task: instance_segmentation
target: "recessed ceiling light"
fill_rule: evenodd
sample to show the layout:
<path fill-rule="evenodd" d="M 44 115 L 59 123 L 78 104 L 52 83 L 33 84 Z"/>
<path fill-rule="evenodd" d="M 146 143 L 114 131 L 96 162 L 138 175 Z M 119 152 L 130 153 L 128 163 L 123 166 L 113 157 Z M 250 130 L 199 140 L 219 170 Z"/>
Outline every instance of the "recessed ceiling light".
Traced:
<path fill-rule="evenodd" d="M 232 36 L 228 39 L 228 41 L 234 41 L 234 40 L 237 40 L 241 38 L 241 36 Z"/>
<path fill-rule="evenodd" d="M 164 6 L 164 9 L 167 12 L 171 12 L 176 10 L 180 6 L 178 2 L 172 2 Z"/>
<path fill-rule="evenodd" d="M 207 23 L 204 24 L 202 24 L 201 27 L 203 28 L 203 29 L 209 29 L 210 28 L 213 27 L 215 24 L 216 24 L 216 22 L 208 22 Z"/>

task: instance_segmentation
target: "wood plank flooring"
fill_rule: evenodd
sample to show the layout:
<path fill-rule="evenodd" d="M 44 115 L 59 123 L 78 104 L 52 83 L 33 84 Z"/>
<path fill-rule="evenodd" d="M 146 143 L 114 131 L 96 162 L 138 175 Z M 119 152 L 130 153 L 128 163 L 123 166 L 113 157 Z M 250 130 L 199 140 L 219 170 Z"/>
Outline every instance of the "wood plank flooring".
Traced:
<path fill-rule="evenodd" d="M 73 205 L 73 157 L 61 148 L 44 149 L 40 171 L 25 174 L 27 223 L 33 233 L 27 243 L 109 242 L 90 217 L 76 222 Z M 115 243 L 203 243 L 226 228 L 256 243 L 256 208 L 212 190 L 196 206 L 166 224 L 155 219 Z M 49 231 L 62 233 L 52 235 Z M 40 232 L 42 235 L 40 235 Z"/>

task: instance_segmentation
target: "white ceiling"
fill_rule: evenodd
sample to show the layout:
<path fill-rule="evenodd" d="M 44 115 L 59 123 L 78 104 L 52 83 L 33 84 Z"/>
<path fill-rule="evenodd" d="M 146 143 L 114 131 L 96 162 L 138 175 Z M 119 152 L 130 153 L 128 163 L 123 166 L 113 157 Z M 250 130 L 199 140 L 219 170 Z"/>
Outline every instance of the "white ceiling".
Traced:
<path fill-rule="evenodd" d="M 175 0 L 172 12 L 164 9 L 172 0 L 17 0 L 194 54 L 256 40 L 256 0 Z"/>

(What needs to be done):
Using the exact wording, write out all of the records.

(Solution to this task):
task: instance_segmentation
target: "recessed ceiling light"
fill_rule: evenodd
sample to show the layout:
<path fill-rule="evenodd" d="M 44 115 L 59 123 L 78 104 L 52 83 L 33 84 Z"/>
<path fill-rule="evenodd" d="M 146 143 L 114 131 L 96 162 L 138 175 Z M 119 152 L 130 153 L 128 163 L 123 166 L 113 157 Z M 250 130 L 199 140 L 219 170 Z"/>
Outline every instance of the "recessed ceiling light".
Traced:
<path fill-rule="evenodd" d="M 232 36 L 228 39 L 228 41 L 234 41 L 234 40 L 237 40 L 241 38 L 241 36 Z"/>
<path fill-rule="evenodd" d="M 164 6 L 164 9 L 167 12 L 171 12 L 176 10 L 180 6 L 178 2 L 172 2 Z"/>
<path fill-rule="evenodd" d="M 207 23 L 204 24 L 202 24 L 201 27 L 203 28 L 203 29 L 209 29 L 210 28 L 213 27 L 215 24 L 216 24 L 216 22 L 208 22 Z"/>

task: instance_segmentation
target: "wood plank flooring"
fill_rule: evenodd
sample to show the layout:
<path fill-rule="evenodd" d="M 44 115 L 59 123 L 78 104 L 52 83 L 33 84 Z"/>
<path fill-rule="evenodd" d="M 146 143 L 114 131 L 96 162 L 138 175 Z M 119 152 L 130 153 L 128 163 L 123 166 L 113 157 Z M 250 130 L 199 140 L 219 170 Z"/>
Outline every instance of the "wood plank flooring".
Traced:
<path fill-rule="evenodd" d="M 73 205 L 73 157 L 61 148 L 44 149 L 40 171 L 25 174 L 27 223 L 33 233 L 27 243 L 109 242 L 90 217 L 76 222 Z M 115 243 L 203 243 L 226 228 L 256 243 L 256 208 L 212 190 L 196 206 L 166 224 L 155 219 Z M 49 231 L 62 233 L 52 235 Z M 40 232 L 42 235 L 40 235 Z"/>

task: instance_segmentation
target: "white ceiling"
fill_rule: evenodd
sample to show the layout:
<path fill-rule="evenodd" d="M 44 115 L 59 123 L 78 104 L 52 83 L 33 84 Z"/>
<path fill-rule="evenodd" d="M 146 143 L 114 131 L 96 162 L 138 175 Z M 119 152 L 130 153 L 128 163 L 123 166 L 113 157 Z M 250 130 L 199 140 L 219 170 Z"/>
Outline every instance of the "white ceiling".
Traced:
<path fill-rule="evenodd" d="M 175 0 L 172 12 L 164 9 L 172 0 L 17 0 L 194 54 L 256 40 L 256 0 Z"/>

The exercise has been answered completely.